-- START OF Material shown --

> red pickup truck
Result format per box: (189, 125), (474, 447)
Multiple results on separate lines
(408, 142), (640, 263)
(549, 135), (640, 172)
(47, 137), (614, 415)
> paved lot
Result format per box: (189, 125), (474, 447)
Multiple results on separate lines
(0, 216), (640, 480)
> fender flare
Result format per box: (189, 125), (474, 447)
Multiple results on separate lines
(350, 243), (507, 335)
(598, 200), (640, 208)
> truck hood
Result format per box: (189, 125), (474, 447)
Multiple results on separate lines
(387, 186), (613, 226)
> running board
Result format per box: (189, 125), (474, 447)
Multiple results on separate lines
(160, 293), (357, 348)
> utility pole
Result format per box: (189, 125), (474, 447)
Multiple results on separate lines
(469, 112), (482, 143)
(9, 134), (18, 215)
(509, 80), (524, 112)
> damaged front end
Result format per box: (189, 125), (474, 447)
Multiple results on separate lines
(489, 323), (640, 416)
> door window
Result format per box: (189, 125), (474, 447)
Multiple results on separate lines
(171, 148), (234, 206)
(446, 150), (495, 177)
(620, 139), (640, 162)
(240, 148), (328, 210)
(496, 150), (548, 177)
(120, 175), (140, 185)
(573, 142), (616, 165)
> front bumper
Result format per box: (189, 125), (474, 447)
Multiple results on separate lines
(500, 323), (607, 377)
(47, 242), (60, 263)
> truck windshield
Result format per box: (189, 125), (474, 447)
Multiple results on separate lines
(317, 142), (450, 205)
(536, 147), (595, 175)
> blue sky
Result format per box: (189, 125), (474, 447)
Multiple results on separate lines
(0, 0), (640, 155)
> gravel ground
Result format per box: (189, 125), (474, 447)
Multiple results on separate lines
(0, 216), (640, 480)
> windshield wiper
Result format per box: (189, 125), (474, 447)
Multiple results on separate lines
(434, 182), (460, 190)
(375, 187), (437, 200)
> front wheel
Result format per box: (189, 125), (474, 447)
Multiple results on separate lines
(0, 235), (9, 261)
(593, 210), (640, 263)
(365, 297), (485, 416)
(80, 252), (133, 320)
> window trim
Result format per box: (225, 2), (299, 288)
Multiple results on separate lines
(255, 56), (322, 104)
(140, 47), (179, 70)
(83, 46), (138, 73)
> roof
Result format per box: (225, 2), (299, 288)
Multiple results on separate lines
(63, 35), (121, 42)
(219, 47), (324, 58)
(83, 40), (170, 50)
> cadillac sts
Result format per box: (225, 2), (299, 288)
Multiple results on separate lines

-- END OF Material shown --

Render every line of the rows above as a Markdown table with the columns No. and Line, numbering each line in order and leaving out blank lines.

| No. | Line |
|---|---|
| 1 | > red pickup truck |
| 2 | Result format per box: (189, 125), (474, 447) |
| 3 | Multiple results on separate lines |
| 4 | (408, 142), (640, 263) |
| 5 | (549, 135), (640, 172) |
| 6 | (47, 137), (614, 415) |
| 7 | > paved lot |
| 8 | Result format per box: (189, 125), (474, 447) |
| 9 | Multiple results on separate lines |
| 10 | (0, 216), (640, 480) |
| 11 | > fender flare |
| 12 | Result format per box: (189, 125), (474, 447) |
| 13 | Multiple results on separate lines |
| 14 | (350, 243), (507, 335) |
| 15 | (598, 200), (640, 208) |
| 16 | > truck hood |
| 17 | Result format per box: (189, 125), (474, 447) |
| 18 | Multiple results on separate lines |
| 19 | (387, 186), (613, 226) |
| 20 | > running board |
| 21 | Result format per box: (189, 125), (474, 447) |
| 22 | Multiple results on separate lines |
| 23 | (160, 293), (357, 348) |
| 24 | > utility pole |
| 25 | Result format per box: (189, 125), (474, 447) |
| 26 | Multiple results on separate lines |
| 27 | (469, 112), (482, 143) |
| 28 | (9, 134), (18, 215) |
| 29 | (509, 80), (524, 112) |
| 30 | > damaged front end |
| 31 | Result format per box: (189, 125), (474, 447) |
| 32 | Multiple results on separate lines |
| 33 | (489, 323), (640, 416) |
| 34 | > door window |
| 35 | Result format per box: (189, 125), (474, 447) |
| 36 | Multiple results on separate lines |
| 37 | (171, 148), (234, 206) |
| 38 | (446, 150), (495, 177) |
| 39 | (620, 139), (640, 162) |
| 40 | (240, 148), (328, 210) |
| 41 | (496, 150), (548, 177) |
| 42 | (120, 175), (140, 185) |
| 43 | (573, 142), (616, 165) |
| 44 | > front bumper |
| 45 | Result format per box: (189, 125), (474, 447) |
| 46 | Multiple results on separate lines |
| 47 | (500, 323), (607, 377) |
| 48 | (47, 242), (60, 263) |
| 49 | > truck windshield |
| 50 | Result format per box: (189, 125), (474, 447) |
| 51 | Multiple results on separate lines |
| 52 | (317, 142), (450, 205) |
| 53 | (536, 147), (595, 175) |
| 54 | > blue sky |
| 55 | Result format per box: (189, 125), (474, 447) |
| 56 | Multiple results on separate lines |
| 57 | (0, 0), (640, 155) |
| 58 | > gravel ground |
| 59 | Result format per box: (189, 125), (474, 447) |
| 60 | Multiple results on separate lines |
| 61 | (0, 216), (640, 480) |
| 62 | > windshield wiper |
| 63 | Result format per box: (189, 125), (474, 447) |
| 64 | Multiple results on separate lines |
| 65 | (434, 182), (460, 190) |
| 66 | (375, 187), (437, 200) |
| 67 | > front wheel |
| 68 | Result format per box: (189, 125), (474, 447) |
| 69 | Multiple results on separate lines |
| 70 | (0, 235), (9, 261) |
| 71 | (593, 210), (640, 263) |
| 72 | (365, 297), (485, 416) |
| 73 | (80, 252), (133, 320) |
| 74 | > window trim |
| 75 | Result format per box: (225, 2), (299, 288) |
| 76 | Multiple results on separate lines |
| 77 | (255, 56), (322, 104) |
| 78 | (140, 47), (179, 70) |
| 79 | (83, 46), (138, 73) |
| 80 | > roof |
| 81 | Result format per box: (225, 2), (299, 288) |
| 82 | Multiple results on separate lines |
| 83 | (63, 35), (121, 42) |
| 84 | (219, 47), (324, 58) |
| 85 | (83, 40), (170, 50) |
| 86 | > cadillac sts |
| 87 | Result format per box: (225, 2), (299, 288) |
| 88 | Multiple results on separate lines |